> _Required work_: Please output exactly the run of lines that starts at the line with "Target = seated person" and ends at the last line of the records below.

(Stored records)
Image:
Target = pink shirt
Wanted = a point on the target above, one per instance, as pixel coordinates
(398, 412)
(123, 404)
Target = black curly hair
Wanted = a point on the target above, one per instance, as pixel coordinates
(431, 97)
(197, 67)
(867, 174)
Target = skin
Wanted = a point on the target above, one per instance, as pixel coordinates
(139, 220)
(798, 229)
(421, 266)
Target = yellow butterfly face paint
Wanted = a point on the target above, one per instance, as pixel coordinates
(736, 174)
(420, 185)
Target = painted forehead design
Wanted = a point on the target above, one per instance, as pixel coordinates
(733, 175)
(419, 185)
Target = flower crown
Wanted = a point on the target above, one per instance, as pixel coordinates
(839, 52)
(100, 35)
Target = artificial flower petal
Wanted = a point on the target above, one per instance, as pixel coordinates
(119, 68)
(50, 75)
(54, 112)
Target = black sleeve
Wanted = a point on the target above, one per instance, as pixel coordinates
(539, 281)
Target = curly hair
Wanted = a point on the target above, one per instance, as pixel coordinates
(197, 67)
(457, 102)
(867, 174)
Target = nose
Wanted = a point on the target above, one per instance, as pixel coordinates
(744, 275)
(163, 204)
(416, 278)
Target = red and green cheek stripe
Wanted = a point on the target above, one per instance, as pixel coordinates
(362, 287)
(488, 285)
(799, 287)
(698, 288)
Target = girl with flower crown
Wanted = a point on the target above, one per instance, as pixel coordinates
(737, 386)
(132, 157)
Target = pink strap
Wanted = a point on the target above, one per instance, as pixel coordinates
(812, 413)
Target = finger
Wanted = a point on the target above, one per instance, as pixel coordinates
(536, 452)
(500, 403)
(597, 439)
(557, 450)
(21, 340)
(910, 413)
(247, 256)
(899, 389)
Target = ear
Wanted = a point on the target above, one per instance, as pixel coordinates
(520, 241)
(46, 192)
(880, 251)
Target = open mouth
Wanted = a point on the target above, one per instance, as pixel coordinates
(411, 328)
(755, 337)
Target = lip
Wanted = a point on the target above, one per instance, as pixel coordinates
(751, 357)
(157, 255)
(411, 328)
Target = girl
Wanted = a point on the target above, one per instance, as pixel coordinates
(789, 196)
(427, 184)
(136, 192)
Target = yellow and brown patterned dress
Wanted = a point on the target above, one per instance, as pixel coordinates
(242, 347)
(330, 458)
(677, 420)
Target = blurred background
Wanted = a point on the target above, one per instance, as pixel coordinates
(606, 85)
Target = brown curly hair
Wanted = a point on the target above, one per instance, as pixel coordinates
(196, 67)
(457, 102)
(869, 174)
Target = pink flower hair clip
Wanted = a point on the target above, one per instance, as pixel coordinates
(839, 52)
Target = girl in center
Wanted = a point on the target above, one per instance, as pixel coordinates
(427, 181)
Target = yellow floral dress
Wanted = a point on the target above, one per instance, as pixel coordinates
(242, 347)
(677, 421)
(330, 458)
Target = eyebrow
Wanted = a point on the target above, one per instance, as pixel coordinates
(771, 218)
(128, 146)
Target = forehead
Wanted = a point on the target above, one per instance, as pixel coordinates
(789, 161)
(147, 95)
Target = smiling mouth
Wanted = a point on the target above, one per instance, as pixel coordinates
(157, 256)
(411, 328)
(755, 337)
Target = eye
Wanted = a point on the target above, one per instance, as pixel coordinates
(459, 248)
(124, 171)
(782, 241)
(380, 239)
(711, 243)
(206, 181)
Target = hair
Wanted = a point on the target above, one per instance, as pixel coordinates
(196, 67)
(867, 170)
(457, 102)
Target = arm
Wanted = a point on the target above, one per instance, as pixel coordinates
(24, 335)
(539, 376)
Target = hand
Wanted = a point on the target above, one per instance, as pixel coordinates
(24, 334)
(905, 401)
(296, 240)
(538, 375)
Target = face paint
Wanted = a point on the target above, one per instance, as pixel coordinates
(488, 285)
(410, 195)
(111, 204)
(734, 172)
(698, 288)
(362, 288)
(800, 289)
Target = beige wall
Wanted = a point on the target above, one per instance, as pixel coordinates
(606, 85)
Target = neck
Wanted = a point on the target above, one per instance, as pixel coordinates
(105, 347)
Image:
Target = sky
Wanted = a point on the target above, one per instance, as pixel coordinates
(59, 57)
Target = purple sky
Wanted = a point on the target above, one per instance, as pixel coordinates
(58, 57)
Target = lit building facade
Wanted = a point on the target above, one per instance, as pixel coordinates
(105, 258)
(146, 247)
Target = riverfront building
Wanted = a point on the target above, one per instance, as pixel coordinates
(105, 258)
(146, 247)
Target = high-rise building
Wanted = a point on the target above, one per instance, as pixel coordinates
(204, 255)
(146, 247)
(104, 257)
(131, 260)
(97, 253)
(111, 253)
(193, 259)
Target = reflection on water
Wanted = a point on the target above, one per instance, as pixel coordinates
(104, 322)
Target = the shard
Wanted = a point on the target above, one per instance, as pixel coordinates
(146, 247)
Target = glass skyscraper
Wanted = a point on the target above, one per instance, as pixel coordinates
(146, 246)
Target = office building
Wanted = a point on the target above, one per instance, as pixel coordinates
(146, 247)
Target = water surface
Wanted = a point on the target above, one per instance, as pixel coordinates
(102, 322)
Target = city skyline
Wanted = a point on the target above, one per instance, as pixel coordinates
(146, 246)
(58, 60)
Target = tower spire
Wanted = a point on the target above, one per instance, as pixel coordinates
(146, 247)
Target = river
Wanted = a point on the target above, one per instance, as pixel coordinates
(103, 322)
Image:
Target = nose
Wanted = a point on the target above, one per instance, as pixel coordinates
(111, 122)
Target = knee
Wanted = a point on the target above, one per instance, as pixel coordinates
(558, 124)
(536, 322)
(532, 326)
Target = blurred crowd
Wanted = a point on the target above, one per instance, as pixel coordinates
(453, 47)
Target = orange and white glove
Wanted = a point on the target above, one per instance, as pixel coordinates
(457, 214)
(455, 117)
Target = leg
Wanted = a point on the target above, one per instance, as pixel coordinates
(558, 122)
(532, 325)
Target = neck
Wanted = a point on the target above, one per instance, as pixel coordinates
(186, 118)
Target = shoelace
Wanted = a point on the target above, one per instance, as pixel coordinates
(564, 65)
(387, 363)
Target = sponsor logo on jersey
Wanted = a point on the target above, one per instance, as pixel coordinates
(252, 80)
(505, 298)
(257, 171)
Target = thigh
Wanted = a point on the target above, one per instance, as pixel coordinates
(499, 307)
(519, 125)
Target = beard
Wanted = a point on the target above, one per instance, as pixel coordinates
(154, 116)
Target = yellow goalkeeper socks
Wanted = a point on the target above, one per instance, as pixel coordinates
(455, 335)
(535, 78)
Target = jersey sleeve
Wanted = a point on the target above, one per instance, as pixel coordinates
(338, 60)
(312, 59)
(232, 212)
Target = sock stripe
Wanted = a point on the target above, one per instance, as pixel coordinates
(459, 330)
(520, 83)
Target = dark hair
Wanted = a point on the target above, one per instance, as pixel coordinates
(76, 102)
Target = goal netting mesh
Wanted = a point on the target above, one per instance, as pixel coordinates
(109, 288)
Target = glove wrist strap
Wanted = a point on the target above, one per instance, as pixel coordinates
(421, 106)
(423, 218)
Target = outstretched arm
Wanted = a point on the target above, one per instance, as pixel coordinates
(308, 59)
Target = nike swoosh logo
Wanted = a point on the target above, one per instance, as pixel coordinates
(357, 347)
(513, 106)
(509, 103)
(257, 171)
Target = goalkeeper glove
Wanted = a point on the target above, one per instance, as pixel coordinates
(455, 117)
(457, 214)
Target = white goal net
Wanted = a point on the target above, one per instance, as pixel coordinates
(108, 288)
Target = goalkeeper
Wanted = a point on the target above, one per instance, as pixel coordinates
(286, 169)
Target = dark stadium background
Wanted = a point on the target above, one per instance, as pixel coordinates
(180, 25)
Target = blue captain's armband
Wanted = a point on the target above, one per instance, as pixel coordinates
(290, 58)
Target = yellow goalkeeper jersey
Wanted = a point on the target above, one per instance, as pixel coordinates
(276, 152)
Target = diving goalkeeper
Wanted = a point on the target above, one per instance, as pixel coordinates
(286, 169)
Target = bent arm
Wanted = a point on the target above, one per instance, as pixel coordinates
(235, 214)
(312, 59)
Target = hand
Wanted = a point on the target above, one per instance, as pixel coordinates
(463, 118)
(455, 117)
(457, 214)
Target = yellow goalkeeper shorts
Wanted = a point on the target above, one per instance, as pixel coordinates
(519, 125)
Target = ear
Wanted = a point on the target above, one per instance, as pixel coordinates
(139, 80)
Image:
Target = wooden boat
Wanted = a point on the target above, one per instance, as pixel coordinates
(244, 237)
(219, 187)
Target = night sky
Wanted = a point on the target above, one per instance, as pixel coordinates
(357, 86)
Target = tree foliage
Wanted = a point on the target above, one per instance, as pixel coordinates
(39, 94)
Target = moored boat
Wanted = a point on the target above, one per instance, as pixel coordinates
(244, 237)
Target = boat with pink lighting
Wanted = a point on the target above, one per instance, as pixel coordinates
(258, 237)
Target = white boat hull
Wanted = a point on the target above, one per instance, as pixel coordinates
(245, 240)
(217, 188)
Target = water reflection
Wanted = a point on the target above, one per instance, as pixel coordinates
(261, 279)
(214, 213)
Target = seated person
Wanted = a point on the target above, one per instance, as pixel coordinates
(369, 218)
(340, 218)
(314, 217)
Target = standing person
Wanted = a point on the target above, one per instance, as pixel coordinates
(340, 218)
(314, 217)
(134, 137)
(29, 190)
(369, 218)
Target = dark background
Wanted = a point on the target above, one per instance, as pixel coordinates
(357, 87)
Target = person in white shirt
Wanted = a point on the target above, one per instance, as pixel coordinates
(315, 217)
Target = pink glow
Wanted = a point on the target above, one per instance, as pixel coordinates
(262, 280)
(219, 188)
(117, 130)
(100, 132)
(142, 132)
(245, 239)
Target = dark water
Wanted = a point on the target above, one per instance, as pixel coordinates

> _Output below_:
Target = seated person
Wanted = a point on the target above, one per instance, as pixel coordinates
(369, 218)
(340, 218)
(314, 217)
Target = standing person
Wanted = a point on the target above, one per instance, as pixel coordinates
(340, 218)
(314, 217)
(134, 137)
(29, 190)
(369, 218)
Target = dark background
Wanted = a point on the target above, one per instance, as pixel coordinates
(357, 87)
Target = person in white shirt
Wanted = a point on the target above, one per instance, as pixel coordinates
(315, 217)
Target = pink glow
Wanted = a point on the target above, one per instance, as pixel coordinates
(262, 280)
(219, 188)
(117, 130)
(100, 132)
(142, 132)
(245, 239)
Target = dark water
Wanted = a point on the target above, one per instance, as pixel coordinates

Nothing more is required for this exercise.